**DIRECTIONS**
1: Format the listing as a Markdown table with the columns "Row" and "Line", from the line holding "Locate each green shrub visible here." through the end of the listing, inclusive. Number each row, include only those lines, and leave out any blank lines.
2: Resume the review of the book on intellectuals in the Mexican Revolution, picking up after its final sentence.

The role of intellectuals in the Mexican Revolution remains a historical problem. The orthodox teaching is what Frank Tannenbaum proclaimed almost forty years ago : “The Mexican Revolution was anonymous. It was essentially the work of the common people. No organized party presided at its birth. No great intellectuals prescribed its program, formulated its doctrine, outlined its objectives. . .. There is no Lenin in Mexico.” But the orthodoxy does not explain why intellectuals were such nonentities.

Cockcroft’s book gives an interesting answer. It establishes that during the decade before the Revolution there had appeared in Mexico “revolutionary intellectuals sick of capitalism and foreign influence in the country, that they had organized a party (the Mexican Liberal Party), that they had devised a radical program for social and economic reforms, that they had attracted some popular support and even provoked some popular protests against the regime, and that during the Revolution they tried to impose an ‘anticapitalist’ program, doctrine, and objectives.” Granting (grudgingly) that they failed and that a “progressive bourgeoisie” finally gained control, the book suggests that in the struggle to direct the Revolution the revolutionary intellectuals” beat themselves. The argument, which comes not so much from history as from sociology, is that in general intellectuals are politically incohesive. Forming “a recognizable social group” because of their education, but coming from “distinct classes,” they are individually more “flexible . . . in determining their loyalties” than members of other groups or classes. In 1910-1911 and again in 1914-1915 when the Mexican “revolutionary intellectuals” had a chance to lead many popular revolts and make an “anticapitalist” revolution, they split up. This division destroyed their popular base, removed them from the contest for revolutionary power, and let the Revolution go its anonymous way. There were Lenins in Mexico, but they lost.

The authority of the argument is considerable. It derives from Cockcroft’s obvious familiarity with pertinent evidence from several primary sources. Among these are the records of the Mexican Foreign Ministry, the memories of seven venerable veterans of the Liberal movement, some fifty Mexicans and American newspapers, and about eighty contemporary pamphlets on political and economic issues. The only important evidence missing is that from industrial workers, villagers, and peons, to reveal the effect which Cockcroft claims the Liberals had on them.

The composition of the book is convoluted. Part One analyzes the structure of Porfirian power in San Luis Potosí, where the “revolutionary intellectuals” began their movement, and studies four local “revolutionary intellectuals” (Camilo Arriaga, Antonio Díaz Soto y Gama, Juan Sarabia, and Librado Rivera), a Coahuilan (Francisco I. Madero), and a Oaxacan (Ricardo Flores Magón).

Part Two, the heart of the book, describes the activity of “revolutionary intellectuals” before the Revolution, which, Cockcroft thinks, qualifies them as Precursors of the Revolution. It traces the history of the radical movement from 1900 to 1906, covering the formation of Liberal Clubs in San Luis Potosí and elsewhere, their suppression, the organization in exile of the Mexican Liberal Party (PLM), and the publication of its program. It also summarizes the PLM’s role in strikes and revolts from 1906 to 1908 and sketches the party’s repudiation of moderate movements from 1906 to 1910.

**GIVEN ENTRIES**
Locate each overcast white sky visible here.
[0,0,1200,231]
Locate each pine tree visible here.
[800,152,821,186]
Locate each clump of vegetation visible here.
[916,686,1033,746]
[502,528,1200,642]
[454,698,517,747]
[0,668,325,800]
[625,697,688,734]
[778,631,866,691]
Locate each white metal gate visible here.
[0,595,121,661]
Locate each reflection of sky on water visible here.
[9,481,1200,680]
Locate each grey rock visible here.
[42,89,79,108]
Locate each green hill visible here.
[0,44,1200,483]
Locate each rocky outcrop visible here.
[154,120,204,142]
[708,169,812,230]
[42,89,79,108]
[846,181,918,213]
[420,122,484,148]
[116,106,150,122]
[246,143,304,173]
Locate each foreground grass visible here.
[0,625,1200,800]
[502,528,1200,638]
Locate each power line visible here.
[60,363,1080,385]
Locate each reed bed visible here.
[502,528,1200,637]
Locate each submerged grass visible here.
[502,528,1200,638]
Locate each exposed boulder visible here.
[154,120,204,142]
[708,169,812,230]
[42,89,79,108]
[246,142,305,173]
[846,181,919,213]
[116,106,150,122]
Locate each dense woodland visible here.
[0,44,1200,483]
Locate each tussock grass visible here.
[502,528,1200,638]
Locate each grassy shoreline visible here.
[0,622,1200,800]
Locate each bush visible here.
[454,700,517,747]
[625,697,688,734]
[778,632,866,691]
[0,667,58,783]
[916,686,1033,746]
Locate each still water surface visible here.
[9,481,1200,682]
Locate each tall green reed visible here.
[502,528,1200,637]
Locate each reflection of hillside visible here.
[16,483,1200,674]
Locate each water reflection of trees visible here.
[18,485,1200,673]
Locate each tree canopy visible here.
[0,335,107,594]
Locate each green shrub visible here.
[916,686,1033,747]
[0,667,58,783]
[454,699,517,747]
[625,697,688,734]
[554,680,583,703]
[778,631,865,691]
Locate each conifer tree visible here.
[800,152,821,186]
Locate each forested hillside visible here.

**IN RESPONSE**
1:
| Row | Line |
|---|---|
| 1 | Locate each green shrub visible here. |
| 2 | [916,686,1033,747] |
| 3 | [0,667,58,783] |
| 4 | [454,699,517,747] |
| 5 | [625,697,688,734] |
| 6 | [554,680,583,703] |
| 7 | [778,631,865,691] |
| 8 | Locate each conifer tree visible here. |
| 9 | [800,152,821,186] |
| 10 | Locate each forested hillside visible here. |

2:
Part Three is a study of relations between Liberals and Maderistas in 1910-1911 plus an epilogue on the responsibility of the “revolutionary intellectuals” for conflicts from 1910 to 1917. An excellent index, two difficult diagrams, three standard maps, and three patchy appendices (an annotated translation of the PLM program, a glossary of Mexicanisms, and a chronology of the radical movement) do not simplify the twists and turns of the argument.

Serious methodological faults also weaken the book. The worst is Cockcroft’s confusion about class. Torturing Weber unmercifully, indulging in a barbaric Marxism, he expresses himself in terms which he apparently does not understand, which he uses carelessly, and which distort his historical vision and garble his argument and his prose. In this confusion his most bewildering surprise is the “progressive bourgeoisie,” which comes out of nowhere to win the Revolution. Almost, as bad is his confusion about the categories of cause, origin, reason, and precedence. Here the most glaring mistake is that the “revolutionary intellectuals,” who failed to make the Revolution theirs, still figure as Precursors of the Revolution. Besides, Cockcroft ignores some significance historical questions. Why did San Luis Potosí produce so many “revolutionary intellectuals”? Did the Liberals really beat themselves, or did “the common people” defeat them?

But the strength of the hook abides. Take, for example, Cockcroft’s demonstration that the Mexican economy in 1910 was not “feudal,” that on the contrary it was predominantly capitalist and heavily dependent on international finance and trade. A historian may use this to explain not only why the Revolution happened, but also why it has produced the current regime. Cockcroft’s central argument—that “anticapitalist” intellectuals failed to make the Revolution theirs because they could not stick together—reveals how the Revolution went on without them. In the end the main value of the book will be to encourage historians to resume a politically charged concept of class in writing the history of the Mexican Revolution. Even if Cockcroft’s version of the concept is useless, the concept itself will be a key to the writing and the criticism of the syntheses now in the offing.